■ **What you will do**
If a line below falls between the line with "Target: foggy pagoda" and the line with "Target: apple skin", or is one of those two, output it exactly; output nothing else and no pictures.

(Data shown)

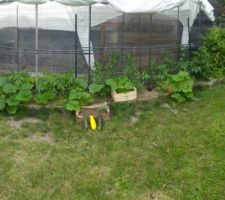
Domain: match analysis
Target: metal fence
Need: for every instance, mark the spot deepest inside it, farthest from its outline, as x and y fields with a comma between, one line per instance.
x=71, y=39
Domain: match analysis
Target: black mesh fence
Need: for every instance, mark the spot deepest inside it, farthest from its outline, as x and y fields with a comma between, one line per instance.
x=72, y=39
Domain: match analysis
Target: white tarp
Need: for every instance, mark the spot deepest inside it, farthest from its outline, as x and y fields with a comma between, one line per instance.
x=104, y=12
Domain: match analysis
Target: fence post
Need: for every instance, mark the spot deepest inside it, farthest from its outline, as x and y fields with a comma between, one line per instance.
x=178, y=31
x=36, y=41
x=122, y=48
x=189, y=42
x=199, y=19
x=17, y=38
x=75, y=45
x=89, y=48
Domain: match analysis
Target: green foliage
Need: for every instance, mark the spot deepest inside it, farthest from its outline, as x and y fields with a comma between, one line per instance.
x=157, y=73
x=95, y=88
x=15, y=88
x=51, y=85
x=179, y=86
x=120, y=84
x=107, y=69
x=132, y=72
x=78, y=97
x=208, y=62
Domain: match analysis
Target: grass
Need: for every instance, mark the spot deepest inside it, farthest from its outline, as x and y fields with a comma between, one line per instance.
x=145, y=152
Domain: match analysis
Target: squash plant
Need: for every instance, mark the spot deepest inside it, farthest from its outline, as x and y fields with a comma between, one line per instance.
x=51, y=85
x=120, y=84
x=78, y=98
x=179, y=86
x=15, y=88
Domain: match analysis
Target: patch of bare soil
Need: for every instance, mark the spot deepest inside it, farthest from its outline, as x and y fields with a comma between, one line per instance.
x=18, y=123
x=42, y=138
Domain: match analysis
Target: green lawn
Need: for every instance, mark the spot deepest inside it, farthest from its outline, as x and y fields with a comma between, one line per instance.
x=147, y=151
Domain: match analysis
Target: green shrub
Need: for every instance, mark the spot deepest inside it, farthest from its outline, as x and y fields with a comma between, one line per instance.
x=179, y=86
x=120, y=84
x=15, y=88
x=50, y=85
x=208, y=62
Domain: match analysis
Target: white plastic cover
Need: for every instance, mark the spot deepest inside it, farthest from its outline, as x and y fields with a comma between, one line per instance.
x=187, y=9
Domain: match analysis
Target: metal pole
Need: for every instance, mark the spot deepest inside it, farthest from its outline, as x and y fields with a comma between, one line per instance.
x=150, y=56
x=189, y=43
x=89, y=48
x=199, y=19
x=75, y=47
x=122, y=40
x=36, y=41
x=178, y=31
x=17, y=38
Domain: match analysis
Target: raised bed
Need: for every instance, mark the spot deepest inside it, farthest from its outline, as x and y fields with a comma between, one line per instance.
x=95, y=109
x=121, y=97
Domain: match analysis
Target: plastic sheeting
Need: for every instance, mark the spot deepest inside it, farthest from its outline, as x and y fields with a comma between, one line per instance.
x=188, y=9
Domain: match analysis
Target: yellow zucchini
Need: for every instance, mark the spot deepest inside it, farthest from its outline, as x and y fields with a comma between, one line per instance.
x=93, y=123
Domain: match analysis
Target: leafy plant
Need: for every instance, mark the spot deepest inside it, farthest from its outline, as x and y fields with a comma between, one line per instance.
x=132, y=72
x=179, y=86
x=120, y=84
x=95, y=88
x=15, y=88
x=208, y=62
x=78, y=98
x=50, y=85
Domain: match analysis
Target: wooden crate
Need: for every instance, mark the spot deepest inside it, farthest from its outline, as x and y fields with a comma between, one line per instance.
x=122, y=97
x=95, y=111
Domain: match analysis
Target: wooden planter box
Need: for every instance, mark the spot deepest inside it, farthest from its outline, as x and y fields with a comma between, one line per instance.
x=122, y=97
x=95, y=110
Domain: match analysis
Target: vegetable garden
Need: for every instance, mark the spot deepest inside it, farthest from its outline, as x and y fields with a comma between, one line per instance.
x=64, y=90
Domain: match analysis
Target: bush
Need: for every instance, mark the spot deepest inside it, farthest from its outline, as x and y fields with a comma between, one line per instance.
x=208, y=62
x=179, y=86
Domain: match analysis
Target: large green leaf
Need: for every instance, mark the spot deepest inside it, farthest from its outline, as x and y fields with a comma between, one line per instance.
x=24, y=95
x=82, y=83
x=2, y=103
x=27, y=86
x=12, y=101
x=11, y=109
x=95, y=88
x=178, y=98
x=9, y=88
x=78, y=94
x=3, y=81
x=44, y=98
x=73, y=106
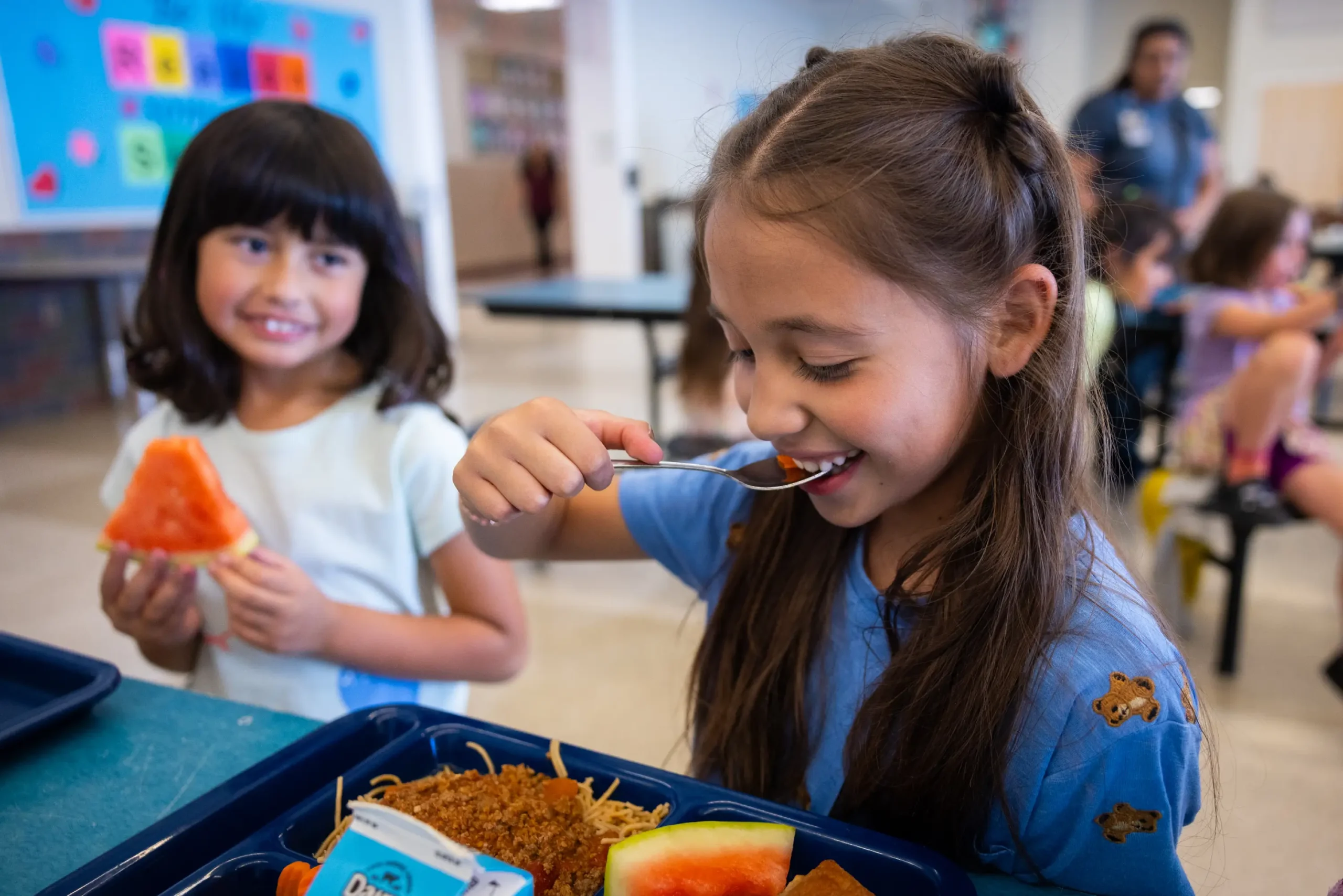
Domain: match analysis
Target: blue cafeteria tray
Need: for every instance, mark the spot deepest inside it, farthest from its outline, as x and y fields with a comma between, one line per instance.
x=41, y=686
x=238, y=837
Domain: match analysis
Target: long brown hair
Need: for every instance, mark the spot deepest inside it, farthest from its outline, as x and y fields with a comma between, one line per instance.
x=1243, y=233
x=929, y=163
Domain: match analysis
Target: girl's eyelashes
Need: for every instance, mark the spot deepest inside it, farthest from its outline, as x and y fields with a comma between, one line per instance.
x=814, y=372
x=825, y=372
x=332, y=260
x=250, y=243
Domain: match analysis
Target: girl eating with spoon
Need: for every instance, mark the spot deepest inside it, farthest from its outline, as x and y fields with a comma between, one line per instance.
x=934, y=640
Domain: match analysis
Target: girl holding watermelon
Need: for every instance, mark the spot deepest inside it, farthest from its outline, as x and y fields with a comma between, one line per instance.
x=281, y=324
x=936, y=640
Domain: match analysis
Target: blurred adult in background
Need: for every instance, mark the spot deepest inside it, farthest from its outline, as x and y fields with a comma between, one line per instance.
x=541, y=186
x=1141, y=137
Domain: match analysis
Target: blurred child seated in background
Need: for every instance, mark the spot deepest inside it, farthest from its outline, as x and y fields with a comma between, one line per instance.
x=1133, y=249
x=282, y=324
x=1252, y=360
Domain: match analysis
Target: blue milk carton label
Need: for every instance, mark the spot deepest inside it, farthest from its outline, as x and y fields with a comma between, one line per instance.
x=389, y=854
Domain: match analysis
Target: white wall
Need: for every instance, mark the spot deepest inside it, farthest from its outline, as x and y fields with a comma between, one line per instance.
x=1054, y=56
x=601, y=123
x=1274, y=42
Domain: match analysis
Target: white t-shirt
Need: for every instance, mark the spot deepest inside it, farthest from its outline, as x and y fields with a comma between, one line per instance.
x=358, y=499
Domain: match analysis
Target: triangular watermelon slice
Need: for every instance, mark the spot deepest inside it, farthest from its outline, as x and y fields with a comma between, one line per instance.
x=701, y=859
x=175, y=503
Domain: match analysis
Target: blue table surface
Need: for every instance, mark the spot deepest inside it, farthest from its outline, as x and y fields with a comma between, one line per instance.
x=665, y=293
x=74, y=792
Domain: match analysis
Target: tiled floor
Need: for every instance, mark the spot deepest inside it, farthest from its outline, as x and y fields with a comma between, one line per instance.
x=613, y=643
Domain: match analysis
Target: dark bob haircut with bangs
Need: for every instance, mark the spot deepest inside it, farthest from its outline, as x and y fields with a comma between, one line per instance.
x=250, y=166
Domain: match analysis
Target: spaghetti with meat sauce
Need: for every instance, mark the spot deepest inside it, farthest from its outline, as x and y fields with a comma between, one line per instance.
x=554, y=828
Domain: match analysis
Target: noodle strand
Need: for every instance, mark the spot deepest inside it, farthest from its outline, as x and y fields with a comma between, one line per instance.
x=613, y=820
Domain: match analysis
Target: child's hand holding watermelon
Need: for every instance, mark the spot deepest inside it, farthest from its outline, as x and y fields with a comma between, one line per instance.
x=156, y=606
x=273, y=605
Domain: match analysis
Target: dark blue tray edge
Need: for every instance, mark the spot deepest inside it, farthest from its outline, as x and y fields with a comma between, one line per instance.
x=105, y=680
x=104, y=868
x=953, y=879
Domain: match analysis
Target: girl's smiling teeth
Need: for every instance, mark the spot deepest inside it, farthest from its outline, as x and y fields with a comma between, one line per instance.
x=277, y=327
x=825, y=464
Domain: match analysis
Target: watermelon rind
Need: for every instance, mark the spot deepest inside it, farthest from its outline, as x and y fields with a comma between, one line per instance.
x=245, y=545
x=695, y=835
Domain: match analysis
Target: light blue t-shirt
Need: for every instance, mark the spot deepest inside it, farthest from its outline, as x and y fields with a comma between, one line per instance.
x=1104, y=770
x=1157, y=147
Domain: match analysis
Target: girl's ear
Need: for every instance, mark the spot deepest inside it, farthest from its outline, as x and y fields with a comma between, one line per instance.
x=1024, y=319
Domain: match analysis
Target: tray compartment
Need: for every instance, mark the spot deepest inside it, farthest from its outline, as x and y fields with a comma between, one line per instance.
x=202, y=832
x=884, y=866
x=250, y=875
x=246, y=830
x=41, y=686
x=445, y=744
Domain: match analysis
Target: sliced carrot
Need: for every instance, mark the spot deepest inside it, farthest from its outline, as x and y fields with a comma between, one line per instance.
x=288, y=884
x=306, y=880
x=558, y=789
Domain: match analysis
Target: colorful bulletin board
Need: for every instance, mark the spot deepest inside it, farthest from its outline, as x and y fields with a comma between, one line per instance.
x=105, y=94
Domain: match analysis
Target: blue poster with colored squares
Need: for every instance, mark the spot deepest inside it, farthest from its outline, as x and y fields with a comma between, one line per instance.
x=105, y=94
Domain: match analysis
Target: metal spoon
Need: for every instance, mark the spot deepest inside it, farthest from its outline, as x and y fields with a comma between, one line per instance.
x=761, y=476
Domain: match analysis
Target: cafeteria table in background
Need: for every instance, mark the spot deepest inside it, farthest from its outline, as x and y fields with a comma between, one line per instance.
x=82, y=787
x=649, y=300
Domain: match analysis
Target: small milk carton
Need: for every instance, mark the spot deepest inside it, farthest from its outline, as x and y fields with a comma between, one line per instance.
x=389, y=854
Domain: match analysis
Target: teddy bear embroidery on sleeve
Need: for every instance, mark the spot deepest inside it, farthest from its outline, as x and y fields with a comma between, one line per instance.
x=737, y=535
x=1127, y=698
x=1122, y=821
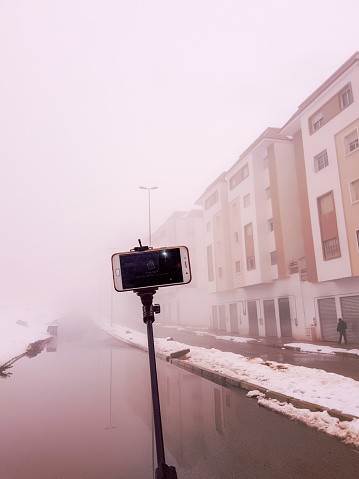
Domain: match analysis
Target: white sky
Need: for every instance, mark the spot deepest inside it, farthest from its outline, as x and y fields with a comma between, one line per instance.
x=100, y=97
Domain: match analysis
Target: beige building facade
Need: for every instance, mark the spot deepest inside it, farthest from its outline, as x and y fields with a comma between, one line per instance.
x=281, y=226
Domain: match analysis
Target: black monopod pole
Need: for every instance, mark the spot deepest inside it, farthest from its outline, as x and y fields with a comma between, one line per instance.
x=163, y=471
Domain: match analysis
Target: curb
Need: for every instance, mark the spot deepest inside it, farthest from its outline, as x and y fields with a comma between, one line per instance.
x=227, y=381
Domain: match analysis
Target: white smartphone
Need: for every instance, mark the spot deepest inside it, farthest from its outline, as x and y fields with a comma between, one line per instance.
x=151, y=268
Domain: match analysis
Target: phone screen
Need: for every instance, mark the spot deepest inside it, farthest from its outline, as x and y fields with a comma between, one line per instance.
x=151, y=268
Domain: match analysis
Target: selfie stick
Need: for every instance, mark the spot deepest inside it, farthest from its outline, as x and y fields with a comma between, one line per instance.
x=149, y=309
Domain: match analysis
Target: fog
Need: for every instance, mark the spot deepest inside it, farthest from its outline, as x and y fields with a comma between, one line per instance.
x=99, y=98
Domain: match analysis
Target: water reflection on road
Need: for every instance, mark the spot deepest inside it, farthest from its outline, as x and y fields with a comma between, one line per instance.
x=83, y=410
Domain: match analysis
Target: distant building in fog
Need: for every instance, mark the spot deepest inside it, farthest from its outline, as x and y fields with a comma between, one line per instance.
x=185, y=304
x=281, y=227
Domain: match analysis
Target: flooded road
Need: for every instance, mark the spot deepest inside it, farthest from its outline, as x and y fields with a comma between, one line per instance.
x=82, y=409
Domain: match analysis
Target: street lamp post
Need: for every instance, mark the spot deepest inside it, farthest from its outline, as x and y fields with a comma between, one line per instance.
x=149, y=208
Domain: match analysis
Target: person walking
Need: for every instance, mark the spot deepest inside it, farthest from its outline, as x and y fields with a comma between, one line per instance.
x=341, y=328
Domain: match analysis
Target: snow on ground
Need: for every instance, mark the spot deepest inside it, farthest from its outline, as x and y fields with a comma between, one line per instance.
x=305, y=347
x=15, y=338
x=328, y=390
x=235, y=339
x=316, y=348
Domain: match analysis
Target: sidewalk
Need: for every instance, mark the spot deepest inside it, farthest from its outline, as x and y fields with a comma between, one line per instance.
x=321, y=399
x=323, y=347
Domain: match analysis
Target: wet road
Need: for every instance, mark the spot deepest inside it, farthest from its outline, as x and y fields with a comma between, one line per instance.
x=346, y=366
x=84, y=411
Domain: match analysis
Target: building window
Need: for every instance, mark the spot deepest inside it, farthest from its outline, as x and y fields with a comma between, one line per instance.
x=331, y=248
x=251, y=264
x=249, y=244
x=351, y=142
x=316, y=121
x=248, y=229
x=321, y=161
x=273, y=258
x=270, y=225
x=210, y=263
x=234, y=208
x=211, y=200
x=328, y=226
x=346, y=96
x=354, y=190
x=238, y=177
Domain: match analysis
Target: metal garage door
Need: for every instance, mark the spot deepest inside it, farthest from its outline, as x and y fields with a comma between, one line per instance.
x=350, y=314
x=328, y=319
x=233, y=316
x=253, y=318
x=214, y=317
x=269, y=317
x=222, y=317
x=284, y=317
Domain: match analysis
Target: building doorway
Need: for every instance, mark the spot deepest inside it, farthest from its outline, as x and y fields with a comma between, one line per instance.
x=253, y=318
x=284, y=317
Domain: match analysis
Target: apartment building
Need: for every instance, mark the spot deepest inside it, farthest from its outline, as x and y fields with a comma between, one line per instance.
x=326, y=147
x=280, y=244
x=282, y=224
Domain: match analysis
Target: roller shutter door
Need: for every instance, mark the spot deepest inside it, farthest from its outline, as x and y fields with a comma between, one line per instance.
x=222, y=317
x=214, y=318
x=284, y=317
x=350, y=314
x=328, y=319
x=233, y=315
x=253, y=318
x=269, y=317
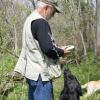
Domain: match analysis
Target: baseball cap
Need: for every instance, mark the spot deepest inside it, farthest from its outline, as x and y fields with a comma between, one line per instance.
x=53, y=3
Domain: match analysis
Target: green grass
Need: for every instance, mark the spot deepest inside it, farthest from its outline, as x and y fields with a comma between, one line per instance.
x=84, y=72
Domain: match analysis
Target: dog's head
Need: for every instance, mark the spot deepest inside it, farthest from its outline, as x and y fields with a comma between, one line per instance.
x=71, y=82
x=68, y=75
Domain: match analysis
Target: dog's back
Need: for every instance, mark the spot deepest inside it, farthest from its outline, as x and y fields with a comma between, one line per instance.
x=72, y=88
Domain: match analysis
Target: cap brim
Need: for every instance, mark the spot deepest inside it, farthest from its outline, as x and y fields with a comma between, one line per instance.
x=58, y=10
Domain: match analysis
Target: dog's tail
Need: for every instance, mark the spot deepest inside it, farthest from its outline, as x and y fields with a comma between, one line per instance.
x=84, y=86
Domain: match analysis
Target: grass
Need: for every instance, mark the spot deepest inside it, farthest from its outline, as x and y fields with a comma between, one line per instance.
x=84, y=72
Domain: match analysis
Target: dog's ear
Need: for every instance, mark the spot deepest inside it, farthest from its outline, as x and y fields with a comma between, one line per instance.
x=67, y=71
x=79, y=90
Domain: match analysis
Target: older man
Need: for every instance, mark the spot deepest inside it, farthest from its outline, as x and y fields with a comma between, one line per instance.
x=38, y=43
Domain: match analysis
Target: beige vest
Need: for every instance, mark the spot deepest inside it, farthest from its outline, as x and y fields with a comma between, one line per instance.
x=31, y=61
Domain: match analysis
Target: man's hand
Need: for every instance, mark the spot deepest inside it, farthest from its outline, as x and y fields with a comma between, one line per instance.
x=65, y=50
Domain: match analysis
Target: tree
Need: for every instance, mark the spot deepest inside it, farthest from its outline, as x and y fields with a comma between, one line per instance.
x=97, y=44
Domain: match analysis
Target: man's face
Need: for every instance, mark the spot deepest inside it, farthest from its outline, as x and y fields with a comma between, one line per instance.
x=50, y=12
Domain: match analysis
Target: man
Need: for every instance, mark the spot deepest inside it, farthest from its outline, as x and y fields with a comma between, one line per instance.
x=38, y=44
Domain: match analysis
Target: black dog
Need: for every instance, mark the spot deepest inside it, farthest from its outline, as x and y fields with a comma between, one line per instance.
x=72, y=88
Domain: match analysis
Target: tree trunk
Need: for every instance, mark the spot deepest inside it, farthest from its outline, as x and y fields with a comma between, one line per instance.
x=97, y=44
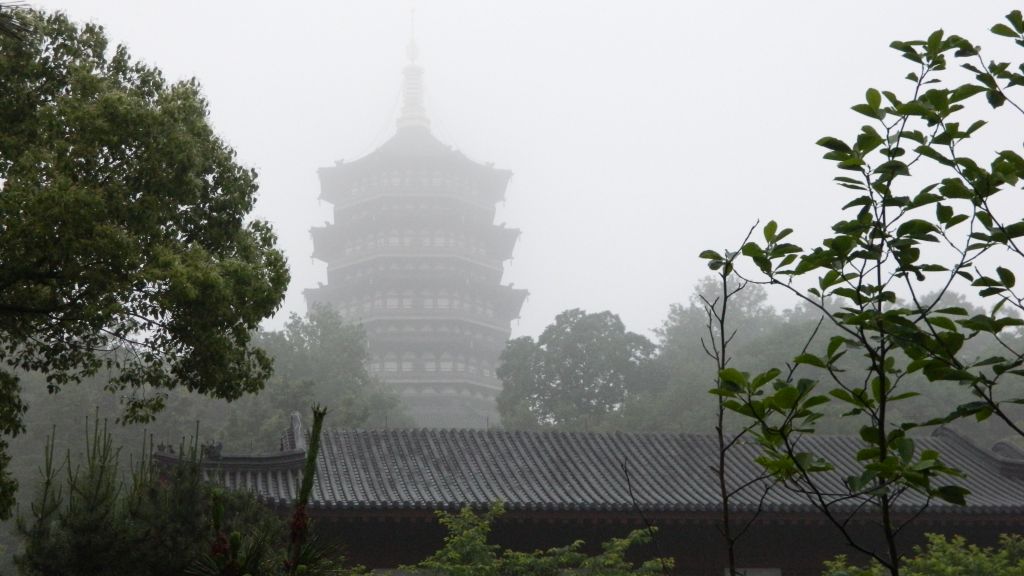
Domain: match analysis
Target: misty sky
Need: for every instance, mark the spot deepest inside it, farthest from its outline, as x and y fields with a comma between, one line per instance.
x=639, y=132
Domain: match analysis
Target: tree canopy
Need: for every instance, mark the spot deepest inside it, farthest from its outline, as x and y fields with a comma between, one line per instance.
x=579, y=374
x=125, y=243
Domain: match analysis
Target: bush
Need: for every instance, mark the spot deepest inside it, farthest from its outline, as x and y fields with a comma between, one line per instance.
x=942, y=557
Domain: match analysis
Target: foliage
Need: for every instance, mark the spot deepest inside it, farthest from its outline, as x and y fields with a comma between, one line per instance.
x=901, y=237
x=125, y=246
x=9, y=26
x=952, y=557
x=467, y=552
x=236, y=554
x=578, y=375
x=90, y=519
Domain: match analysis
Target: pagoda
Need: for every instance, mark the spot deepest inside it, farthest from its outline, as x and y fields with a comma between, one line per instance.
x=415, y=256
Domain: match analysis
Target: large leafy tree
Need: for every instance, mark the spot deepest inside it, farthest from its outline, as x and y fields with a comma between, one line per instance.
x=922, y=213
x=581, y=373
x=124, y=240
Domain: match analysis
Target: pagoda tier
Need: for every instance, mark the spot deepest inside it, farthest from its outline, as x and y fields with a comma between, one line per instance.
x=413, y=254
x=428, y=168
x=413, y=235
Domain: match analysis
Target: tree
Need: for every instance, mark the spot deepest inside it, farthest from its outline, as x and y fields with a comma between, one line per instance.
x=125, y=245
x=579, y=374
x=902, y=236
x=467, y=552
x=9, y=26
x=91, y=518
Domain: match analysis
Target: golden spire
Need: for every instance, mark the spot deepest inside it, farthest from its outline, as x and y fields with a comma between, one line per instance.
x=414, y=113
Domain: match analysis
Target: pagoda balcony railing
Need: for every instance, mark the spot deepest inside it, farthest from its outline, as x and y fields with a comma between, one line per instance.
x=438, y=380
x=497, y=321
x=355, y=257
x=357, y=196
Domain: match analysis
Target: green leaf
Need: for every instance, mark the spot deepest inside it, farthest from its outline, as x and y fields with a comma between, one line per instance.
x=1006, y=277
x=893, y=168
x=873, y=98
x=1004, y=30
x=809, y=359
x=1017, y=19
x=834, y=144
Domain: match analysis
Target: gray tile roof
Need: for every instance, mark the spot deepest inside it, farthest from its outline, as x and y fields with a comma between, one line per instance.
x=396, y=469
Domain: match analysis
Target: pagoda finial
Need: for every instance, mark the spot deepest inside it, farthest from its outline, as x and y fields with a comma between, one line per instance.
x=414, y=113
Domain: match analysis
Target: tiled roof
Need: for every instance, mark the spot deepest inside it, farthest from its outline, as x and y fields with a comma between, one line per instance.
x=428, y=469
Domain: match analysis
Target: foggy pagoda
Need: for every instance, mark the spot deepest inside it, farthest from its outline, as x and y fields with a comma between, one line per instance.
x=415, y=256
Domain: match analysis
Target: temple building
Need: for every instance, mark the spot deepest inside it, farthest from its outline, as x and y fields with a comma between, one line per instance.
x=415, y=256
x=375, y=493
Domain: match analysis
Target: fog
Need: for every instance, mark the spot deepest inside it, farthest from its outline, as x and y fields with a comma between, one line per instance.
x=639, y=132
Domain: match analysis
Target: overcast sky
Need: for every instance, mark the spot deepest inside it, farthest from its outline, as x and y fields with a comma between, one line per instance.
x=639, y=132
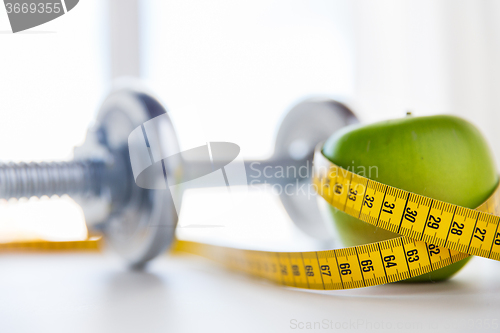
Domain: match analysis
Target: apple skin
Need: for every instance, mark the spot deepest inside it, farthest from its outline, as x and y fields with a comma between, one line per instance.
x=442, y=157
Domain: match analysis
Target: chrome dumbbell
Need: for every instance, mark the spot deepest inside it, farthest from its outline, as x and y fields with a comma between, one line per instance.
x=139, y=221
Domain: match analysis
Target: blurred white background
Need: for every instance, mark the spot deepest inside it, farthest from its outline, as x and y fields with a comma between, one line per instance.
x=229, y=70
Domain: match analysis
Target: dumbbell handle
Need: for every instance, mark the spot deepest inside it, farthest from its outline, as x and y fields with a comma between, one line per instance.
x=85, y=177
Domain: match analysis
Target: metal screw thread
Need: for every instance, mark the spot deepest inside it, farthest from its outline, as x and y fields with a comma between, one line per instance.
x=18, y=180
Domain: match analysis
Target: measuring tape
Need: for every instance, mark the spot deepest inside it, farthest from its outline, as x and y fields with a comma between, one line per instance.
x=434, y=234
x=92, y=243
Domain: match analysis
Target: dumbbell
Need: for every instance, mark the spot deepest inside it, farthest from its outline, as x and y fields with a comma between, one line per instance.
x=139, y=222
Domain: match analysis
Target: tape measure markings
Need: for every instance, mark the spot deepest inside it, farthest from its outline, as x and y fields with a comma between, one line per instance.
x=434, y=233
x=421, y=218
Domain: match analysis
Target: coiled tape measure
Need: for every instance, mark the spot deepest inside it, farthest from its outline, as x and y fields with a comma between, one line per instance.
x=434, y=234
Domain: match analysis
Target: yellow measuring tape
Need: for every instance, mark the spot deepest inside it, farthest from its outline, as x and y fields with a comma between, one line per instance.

(End Data shown)

■ **Expected answer**
Target: foggy pagoda
Need: for every instance, mark the spot deepest inside it, farthest from its outline, as x and y fields with a comma between, one line per instance.
x=415, y=256
Domain: match analysis
Target: temple building
Need: for every instance, mark the spot deepest inside it, farthest from its outline, as x and y fields with a comma between, one line per instance.
x=415, y=256
x=375, y=493
Domain: match analysis
Target: fog
Need: for every instance, mark the spot deepest inside it, farthest from its outline, as x and y fields with a comma between, one line per instance.
x=639, y=132
Domain: match analysis
Target: overcast sky
Need: for every instance, mark the spot deepest inside it, farthest from its outline, as x and y fields with a comma between, one line per instance.
x=639, y=132
Domain: match analysis
Target: apple skin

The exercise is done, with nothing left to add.